─── DATA LISTING ───
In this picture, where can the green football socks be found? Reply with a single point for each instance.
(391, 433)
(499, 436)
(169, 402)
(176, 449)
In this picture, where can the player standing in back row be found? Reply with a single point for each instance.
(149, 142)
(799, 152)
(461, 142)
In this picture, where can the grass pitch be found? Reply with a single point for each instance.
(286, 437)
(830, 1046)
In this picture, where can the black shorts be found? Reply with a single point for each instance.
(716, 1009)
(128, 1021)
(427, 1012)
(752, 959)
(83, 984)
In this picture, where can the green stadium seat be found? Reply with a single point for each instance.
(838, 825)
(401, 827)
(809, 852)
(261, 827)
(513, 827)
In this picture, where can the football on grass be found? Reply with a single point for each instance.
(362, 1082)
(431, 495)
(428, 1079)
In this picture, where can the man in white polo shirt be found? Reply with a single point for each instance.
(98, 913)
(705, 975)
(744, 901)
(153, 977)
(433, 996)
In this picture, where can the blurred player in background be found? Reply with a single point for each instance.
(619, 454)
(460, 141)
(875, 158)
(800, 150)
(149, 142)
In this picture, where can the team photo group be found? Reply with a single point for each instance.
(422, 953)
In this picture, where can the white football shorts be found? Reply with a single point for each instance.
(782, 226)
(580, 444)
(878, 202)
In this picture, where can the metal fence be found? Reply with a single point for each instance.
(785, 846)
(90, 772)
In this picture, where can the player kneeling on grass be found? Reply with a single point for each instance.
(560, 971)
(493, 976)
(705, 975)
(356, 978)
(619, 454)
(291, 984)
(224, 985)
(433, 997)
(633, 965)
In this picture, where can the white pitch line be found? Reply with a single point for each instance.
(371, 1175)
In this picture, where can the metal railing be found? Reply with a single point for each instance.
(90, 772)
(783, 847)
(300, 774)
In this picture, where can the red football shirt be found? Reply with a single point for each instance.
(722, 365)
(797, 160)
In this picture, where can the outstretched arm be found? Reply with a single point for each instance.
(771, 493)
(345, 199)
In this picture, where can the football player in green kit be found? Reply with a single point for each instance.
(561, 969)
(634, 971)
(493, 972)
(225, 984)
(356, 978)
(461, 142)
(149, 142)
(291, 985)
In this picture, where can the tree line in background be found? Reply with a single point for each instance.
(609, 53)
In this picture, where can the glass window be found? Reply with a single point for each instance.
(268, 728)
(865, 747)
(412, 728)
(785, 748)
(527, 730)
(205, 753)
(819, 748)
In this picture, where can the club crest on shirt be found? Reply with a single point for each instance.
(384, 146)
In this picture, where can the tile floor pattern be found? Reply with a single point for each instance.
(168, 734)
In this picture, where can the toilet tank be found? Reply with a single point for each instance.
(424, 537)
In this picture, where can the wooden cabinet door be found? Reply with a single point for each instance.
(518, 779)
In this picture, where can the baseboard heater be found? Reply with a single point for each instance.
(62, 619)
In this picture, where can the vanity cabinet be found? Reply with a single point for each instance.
───
(GIVEN EXERCISE) Write out again the items from the line containing "In this picture, where can the toilet" through the last item above, keeping each request, and add 7 to every number in the coordinates.

(EXPECTED ANSWER)
In this picture, where can the toilet tank be found? Reply with a single point for each instance.
(431, 544)
In this picture, where can the wooden cabinet door be found? Reply with a single point for each instance.
(525, 786)
In this picture, where can the baseboard heater be found? Reply with a single point for each instance.
(69, 626)
In this picture, where can the vanity cabinet be found? Reply with a single point for each instance.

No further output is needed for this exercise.